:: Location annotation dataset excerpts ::

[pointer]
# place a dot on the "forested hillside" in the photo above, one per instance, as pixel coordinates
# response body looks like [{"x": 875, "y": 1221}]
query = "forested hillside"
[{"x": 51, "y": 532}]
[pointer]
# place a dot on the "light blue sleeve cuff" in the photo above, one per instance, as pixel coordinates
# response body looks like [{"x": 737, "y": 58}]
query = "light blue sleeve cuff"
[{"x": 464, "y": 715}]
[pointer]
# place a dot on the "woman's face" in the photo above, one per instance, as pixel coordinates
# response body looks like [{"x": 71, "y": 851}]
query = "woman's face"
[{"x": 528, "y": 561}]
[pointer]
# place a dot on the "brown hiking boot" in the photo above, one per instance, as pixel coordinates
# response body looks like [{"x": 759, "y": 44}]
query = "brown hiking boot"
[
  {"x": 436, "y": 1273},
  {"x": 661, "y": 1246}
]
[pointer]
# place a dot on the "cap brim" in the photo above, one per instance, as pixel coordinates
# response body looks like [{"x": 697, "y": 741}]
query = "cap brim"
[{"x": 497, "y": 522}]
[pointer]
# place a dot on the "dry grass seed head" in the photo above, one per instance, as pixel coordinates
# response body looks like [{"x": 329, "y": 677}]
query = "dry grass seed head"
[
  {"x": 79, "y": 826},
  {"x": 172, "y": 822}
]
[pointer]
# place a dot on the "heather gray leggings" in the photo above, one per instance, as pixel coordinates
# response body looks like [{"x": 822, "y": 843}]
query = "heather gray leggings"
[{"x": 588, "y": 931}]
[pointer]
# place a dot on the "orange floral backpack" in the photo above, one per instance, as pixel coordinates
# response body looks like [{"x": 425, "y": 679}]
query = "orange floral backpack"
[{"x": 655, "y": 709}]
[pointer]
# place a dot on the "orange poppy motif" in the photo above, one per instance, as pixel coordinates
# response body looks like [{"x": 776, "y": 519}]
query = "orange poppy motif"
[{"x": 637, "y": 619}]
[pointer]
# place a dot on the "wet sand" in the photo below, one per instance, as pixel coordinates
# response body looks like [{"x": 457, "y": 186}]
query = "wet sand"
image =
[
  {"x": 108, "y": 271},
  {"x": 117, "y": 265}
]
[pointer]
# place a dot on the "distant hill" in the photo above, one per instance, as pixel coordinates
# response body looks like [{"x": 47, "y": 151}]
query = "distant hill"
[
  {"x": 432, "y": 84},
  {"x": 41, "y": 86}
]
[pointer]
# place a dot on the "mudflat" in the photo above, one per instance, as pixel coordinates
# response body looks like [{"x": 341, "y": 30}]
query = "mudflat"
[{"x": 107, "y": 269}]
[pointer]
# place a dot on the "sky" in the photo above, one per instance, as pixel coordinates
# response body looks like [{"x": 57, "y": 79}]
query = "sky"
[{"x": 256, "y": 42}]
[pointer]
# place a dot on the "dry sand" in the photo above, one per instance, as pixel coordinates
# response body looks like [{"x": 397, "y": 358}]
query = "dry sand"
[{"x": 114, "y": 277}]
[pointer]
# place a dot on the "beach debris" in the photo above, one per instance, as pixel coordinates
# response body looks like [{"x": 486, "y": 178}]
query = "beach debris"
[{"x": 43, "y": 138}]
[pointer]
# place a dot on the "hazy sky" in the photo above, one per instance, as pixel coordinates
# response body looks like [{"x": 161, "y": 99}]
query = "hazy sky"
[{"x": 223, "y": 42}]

:: Instructions for the task ::
Copy the material above back out, exactly as written.

:: Response to this exercise ::
[pointer]
# place a dot on the "forested hillside" in the photo above, one per instance, as pixel coordinates
# response body looks like [{"x": 875, "y": 1221}]
query = "forested hillside"
[{"x": 51, "y": 532}]
[pointer]
# place a dot on the "light blue sleeve cuff" in the photo above, one per instance, as pixel coordinates
# response body looks like [{"x": 737, "y": 58}]
query = "light blue sleeve cuff"
[{"x": 464, "y": 715}]
[pointer]
# place a dot on the "woman's face" in the photo above, one per instance, as pixel coordinates
# response body looks like [{"x": 71, "y": 851}]
query = "woman's face"
[{"x": 528, "y": 561}]
[pointer]
# place a dot on the "brown hiking boot" in the photo above, one per instance, as pixel coordinates
# response body looks like [{"x": 759, "y": 44}]
query = "brown hiking boot"
[
  {"x": 436, "y": 1273},
  {"x": 661, "y": 1246}
]
[pointer]
# place a dot on the "cap brim" in the photo above, one per instance, as pixel coordinates
# response body looks like [{"x": 697, "y": 741}]
query = "cap brim"
[{"x": 497, "y": 522}]
[pointer]
# place a dot on the "dry grass seed head" in the photo above, one per instance, as pixel coordinates
# response body looks like [{"x": 329, "y": 677}]
query = "dry grass seed head"
[
  {"x": 79, "y": 826},
  {"x": 172, "y": 822}
]
[pointer]
# place a dot on the "heather gray leggings" in the photo above, one per instance, as pixel coordinates
# response body looks like [{"x": 822, "y": 843}]
query = "heather gray leggings"
[{"x": 588, "y": 931}]
[pointer]
# place a dot on the "orange floral backpack" in the photo above, one per instance, as pixel coordinates
# response body looks like [{"x": 425, "y": 679}]
query = "orange floral backpack"
[{"x": 655, "y": 709}]
[pointer]
# place a dot on the "orange poppy motif" in the photo above, one per instance, as pixel coordinates
# response body looks like [{"x": 776, "y": 519}]
query = "orange poppy motif"
[{"x": 637, "y": 619}]
[pointer]
# place a dot on the "wet sand" in the photo below, one per instance, as pixel coordinates
# response body looks like [{"x": 457, "y": 186}]
query = "wet sand"
image =
[
  {"x": 108, "y": 271},
  {"x": 117, "y": 265}
]
[pointer]
# place a dot on the "distant hill" in the photo above, one per instance, as pixel coordinates
# response body looks like [{"x": 47, "y": 151}]
query = "distant hill"
[
  {"x": 432, "y": 84},
  {"x": 41, "y": 86}
]
[pointer]
# place a dot on the "mudflat" in the photo above, one per instance, as pixel coordinates
# response body looks like [{"x": 341, "y": 30}]
query = "mudflat"
[{"x": 107, "y": 269}]
[pointer]
# place a dot on the "sky" in the photo above, one per instance, as pixel coordinates
# response body looks like [{"x": 57, "y": 79}]
query = "sky"
[{"x": 256, "y": 42}]
[pointer]
# place a dot on the "dry sand" in the photo above, one per instance, as pixel coordinates
# response body looks like [{"x": 397, "y": 358}]
query = "dry sand"
[{"x": 114, "y": 277}]
[pointer]
# place a dot on the "beach debris" in the photo above, one per instance, as pixel coordinates
# response body looks like [{"x": 486, "y": 178}]
query = "beach debris"
[{"x": 43, "y": 138}]
[pointer]
# place a dot on the "hazy sky" in the photo above, one per instance, as pixel coordinates
# response body looks like [{"x": 161, "y": 99}]
query = "hazy sky"
[{"x": 223, "y": 42}]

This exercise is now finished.